━━━ SELECTED EXCERPT

Determine the unknown vertices of a regular hexagon using vectorial methods

Question

$OABCDE$ is a regular hexagon, where $\overrightarrow{OA} = {\bf a}$ and $\overrightarrow{OB} = {\bf b}$. What are the position vectors of $C$, $D$, and $E$ in terms of $\bf a$ and $\bf b$?

Is it even possible to answer this question?

Answer 1

Pardon the crude sketch—I’m currently on the school bus. I’m going to show you how to think through finding $C$, and then I’ll let you try the rest.

Remember that vectors add tip to tail, and the vector $\overrightarrow{OB}$ to take you from $O$ to $B$ is the vector to take you from $O$ to $A$ plus the vector to take you from $A$ to $B$.

By that logic we can easily find $\overrightarrow{AB}={\bf b}-{\bf a}$.

Then, use the wonderful symmetry of the hexagon to solve the rest. Since $\overrightarrow{BC}$ has the same vertical component as $\overrightarrow{AB}$, adding $\overrightarrow{OB}+\overrightarrow{AB}$ will give us a vector that points to the correct height of $C$ but too far to the right. So, to bring the vector tip back to the left, add the negative $-\bf a$.

━━━━━━

Please rewrite the stretch of the hexagon discussion from "Pardon the crude" through "negative $-\bf a$.", putting "rough drawing" in place of "crude sketch". The items after this point have no connection to the hexagon discussion.

━━━ DATA SHOWN

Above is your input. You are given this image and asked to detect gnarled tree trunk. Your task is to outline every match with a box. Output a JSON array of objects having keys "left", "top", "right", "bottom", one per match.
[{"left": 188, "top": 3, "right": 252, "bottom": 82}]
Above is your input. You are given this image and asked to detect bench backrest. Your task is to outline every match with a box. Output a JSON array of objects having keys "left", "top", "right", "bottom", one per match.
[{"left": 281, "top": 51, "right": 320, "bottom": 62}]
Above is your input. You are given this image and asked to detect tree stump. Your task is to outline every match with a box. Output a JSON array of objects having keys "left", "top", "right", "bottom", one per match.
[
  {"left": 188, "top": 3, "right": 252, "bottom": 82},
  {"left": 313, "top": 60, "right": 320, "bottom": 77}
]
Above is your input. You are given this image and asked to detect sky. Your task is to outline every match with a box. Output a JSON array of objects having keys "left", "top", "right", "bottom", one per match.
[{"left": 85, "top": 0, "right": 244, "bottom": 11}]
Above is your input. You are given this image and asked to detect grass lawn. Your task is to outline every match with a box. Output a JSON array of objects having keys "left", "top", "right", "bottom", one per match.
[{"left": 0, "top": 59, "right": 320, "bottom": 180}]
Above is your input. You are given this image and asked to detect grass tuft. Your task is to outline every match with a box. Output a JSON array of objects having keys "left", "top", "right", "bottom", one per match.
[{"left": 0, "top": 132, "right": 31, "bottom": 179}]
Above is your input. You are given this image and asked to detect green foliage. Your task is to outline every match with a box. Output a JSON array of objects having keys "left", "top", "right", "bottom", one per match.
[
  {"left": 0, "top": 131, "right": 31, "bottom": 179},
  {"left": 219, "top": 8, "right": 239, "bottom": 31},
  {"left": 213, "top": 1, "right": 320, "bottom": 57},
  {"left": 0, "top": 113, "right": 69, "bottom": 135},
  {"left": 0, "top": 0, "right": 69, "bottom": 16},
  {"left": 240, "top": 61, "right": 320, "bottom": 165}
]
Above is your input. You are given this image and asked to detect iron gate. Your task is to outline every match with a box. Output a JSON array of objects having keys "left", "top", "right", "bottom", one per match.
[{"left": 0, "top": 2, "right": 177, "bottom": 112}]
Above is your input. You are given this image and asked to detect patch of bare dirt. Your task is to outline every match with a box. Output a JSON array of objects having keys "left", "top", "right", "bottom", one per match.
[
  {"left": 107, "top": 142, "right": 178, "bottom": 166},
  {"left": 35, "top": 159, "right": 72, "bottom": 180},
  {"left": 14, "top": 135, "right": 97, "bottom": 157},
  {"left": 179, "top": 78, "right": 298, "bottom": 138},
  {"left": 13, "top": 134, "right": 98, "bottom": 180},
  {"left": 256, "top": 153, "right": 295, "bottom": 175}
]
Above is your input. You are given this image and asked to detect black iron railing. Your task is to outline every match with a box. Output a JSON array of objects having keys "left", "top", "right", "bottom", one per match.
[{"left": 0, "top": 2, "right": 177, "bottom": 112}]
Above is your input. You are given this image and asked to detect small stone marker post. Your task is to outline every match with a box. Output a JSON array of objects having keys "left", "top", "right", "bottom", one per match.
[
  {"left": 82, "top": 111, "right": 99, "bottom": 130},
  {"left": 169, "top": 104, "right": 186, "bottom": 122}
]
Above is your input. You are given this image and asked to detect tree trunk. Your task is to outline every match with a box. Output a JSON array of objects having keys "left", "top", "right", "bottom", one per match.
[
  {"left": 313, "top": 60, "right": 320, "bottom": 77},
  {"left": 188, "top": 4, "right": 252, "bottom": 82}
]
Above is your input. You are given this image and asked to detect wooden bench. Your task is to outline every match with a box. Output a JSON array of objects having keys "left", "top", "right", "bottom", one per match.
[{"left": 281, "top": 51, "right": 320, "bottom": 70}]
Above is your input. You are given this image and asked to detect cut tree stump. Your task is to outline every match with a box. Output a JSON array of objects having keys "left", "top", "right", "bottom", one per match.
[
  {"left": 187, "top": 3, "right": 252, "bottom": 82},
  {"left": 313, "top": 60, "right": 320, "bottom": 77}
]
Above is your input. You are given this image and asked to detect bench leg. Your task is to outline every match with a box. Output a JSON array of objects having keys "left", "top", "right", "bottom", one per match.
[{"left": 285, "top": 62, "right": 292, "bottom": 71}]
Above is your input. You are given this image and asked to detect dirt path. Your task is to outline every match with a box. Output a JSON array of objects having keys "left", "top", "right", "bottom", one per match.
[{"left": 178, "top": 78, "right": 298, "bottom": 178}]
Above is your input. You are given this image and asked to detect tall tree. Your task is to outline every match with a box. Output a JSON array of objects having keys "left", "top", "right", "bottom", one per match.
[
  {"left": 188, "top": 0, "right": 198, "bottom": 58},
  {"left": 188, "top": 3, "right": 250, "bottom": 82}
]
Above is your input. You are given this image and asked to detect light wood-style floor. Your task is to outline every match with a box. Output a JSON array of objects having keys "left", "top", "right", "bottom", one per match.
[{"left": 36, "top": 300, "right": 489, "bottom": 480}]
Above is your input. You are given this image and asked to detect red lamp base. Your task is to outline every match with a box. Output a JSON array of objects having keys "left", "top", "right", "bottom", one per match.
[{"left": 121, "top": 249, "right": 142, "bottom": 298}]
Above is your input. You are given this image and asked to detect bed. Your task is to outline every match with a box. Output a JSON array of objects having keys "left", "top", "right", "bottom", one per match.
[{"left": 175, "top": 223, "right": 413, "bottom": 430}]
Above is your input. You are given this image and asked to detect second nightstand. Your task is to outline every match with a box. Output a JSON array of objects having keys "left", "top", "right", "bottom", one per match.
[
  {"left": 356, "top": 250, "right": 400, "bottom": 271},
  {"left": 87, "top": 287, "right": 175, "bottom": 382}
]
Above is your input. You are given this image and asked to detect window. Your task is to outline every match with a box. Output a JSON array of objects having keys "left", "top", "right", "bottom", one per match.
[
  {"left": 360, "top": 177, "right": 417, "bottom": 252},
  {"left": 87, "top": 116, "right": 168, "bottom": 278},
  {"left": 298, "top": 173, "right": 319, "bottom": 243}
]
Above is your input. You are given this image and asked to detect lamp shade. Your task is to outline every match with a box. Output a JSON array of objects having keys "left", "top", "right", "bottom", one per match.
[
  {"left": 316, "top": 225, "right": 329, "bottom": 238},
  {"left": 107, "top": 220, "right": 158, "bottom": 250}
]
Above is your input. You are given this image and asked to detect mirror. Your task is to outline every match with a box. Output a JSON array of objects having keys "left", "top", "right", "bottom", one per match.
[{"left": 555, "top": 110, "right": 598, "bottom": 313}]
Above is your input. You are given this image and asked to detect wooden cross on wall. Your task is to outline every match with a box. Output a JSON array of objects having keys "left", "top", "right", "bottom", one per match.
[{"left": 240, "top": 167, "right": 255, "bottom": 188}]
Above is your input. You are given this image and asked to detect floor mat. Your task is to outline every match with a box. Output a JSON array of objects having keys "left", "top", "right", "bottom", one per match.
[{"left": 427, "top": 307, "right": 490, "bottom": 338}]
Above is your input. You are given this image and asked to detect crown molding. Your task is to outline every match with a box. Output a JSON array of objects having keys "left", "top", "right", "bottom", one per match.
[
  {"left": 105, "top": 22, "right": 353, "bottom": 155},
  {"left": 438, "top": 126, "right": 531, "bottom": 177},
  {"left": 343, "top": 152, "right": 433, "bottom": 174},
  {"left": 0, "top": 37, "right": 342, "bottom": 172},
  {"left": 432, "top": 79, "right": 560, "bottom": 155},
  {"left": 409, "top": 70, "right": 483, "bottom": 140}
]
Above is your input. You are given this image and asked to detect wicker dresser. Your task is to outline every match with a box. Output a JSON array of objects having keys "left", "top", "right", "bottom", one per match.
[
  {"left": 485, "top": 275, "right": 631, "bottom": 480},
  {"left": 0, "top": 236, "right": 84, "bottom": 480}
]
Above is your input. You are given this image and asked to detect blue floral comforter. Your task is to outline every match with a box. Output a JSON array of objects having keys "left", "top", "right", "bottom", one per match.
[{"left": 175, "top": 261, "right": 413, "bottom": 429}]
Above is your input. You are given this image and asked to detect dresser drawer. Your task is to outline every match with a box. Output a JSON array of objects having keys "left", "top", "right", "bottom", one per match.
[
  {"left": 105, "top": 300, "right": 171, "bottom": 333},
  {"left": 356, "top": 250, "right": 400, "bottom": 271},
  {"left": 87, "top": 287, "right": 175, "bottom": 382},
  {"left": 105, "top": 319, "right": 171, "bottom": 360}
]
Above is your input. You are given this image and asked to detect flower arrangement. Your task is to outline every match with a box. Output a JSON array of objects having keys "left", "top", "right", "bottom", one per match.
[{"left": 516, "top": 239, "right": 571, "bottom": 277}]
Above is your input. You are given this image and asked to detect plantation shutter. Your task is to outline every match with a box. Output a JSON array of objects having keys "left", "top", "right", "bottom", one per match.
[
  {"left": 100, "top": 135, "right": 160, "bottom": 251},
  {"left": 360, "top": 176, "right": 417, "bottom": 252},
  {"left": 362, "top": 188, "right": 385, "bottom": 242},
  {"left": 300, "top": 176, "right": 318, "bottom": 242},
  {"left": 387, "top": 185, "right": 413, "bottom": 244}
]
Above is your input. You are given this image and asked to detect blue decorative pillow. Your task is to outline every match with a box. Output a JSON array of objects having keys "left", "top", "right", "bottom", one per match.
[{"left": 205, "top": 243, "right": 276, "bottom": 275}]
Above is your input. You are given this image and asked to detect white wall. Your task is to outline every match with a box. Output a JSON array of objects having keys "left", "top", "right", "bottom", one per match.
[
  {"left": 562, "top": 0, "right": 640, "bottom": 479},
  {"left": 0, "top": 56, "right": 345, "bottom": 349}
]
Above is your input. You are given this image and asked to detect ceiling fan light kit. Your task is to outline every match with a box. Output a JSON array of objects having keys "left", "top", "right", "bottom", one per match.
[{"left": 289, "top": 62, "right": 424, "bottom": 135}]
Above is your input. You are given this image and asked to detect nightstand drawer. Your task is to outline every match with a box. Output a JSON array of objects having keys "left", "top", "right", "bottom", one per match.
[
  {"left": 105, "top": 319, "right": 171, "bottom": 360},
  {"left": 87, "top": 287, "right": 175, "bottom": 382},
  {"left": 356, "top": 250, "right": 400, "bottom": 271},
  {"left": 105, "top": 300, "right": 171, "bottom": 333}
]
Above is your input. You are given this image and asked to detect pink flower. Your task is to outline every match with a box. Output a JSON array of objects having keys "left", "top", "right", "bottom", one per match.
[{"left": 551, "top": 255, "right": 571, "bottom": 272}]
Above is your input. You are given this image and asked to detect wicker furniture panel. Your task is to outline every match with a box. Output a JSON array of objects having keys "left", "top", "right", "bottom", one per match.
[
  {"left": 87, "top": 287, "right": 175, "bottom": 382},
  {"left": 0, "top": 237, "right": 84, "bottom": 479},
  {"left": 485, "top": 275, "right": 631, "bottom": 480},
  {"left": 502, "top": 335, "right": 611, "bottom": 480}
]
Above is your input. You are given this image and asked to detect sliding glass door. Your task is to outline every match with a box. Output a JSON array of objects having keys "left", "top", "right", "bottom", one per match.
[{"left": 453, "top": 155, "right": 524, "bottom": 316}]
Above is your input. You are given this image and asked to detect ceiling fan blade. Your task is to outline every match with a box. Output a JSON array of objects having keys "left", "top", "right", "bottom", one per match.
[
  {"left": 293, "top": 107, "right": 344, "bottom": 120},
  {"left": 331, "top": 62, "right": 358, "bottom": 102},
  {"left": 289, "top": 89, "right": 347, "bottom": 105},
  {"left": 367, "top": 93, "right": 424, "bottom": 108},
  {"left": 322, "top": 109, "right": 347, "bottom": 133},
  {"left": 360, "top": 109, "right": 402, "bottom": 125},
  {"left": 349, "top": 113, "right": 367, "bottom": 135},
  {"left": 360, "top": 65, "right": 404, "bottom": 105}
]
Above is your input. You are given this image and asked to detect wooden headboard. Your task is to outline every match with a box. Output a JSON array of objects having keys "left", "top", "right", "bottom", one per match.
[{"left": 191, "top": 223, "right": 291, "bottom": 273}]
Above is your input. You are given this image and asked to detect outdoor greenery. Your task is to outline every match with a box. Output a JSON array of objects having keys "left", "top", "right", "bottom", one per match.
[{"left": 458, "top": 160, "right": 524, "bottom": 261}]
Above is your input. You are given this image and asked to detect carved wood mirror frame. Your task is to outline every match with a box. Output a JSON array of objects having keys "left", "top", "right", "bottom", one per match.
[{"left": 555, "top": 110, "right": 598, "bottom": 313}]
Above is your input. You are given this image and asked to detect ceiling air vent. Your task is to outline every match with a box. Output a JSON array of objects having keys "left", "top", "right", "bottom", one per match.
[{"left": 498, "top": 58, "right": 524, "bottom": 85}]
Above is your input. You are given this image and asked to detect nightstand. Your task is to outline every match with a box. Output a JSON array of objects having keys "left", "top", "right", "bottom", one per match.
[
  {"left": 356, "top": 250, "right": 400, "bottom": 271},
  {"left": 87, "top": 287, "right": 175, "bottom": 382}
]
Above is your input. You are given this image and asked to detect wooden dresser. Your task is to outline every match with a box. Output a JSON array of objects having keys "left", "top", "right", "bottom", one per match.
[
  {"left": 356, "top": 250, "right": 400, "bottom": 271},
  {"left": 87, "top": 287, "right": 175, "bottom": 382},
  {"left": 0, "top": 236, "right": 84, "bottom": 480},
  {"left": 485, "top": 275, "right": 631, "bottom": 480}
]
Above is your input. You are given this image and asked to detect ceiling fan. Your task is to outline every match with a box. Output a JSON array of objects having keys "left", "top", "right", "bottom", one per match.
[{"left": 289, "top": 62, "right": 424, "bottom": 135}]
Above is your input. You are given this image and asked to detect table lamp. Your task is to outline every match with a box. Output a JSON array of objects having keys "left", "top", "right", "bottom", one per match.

━━━━━━

## RESPONSE FOR THIS EXERCISE:
Pardon the rough drawing—I’m currently on the school bus. I’m going to show you how to think through finding $C$, and then I’ll let you try the rest.

Remember that vectors add tip to tail, and the vector $\overrightarrow{OB}$ to take you from $O$ to $B$ is the vector to take you from $O$ to $A$ plus the vector to take you from $A$ to $B$.

By that logic we can easily find $\overrightarrow{AB}={\bf b}-{\bf a}$.

Then, use the wonderful symmetry of the hexagon to solve the rest. Since $\overrightarrow{BC}$ has the same vertical component as $\overrightarrow{AB}$, adding $\overrightarrow{OB}+\overrightarrow{AB}$ will give us a vector that points to the correct height of $C$ but too far to the right. So, to bring the vector tip back to the left, add the negative $-\bf a$.